# [Extract provided]
┌──

Conspiracy Theories Prompting Action: Richard Poplawski

Anti-government conspiracy theories seem clearly to have played a role in April 2009, in Pittsburgh, when a young man named Richard Poplawski allegedly gunned down three Pittsburgh Police Bureau officers responding to a 911 domestic disturbance call at his residence.

Richard Poplawski's conspiratorial belief led him to allegedly murder three Pittsburgh police officers and wound another

Poplawski was a budding white supremacist who became angry after the election of Obama. Like Nancy Genovese, a New York woman whose conspiratorial beliefs led to her arrest for trespassing on an Air National Guard base, Poplawski paid attention to Alex Jones and other conspiracy theorists. He, like Genovese, became concerned about issues like gun confiscation, the military being used against citizens, and FEMA concentration camps. And, like her, he also purchased an assault rifle.

└──

# [Task set]
**a.** List the issues that the passage on Richard Poplawski says he became concerned about.
**b.** Carry the passage on Richard Poplawski forward, beginning after its last sentence.

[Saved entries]
┌──

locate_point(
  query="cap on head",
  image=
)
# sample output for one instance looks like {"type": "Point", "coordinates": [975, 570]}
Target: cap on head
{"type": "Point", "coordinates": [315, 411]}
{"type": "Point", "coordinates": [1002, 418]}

└──

# [Answers]
**a.**
- Gun confiscation
- The military being used against citizens
- FEMA concentration camps

**b.**
Poplawski began studying the government he feared. In February 2009, when Pittsburgh residents flocked to the streets to celebrate the Pittsburgh Steelers’ Super Bowl victory, Poplawski went into the streets, too. However, Poplawski was there not to celebrate but to observe the Pittsburgh police, and how they engaged in crowd control. As he watched the police use buses to help manage crowd control, Poplawski later wrote that he imagined government buses transporting people to FEMA facilities.

Poplawski, though, went further than mere surveillance. When his mother called 911 after the two argued, Poplawski readied himself for a showdown, donning body armor and grabbing his weapons. When police arrived at the home, Poplawski allegedly opened fire on them, killing all three, and began a standoff, which ended in a shootout that left a fourth officer wounded before Poplawski was subdued. He currently awaits trial on murder charges.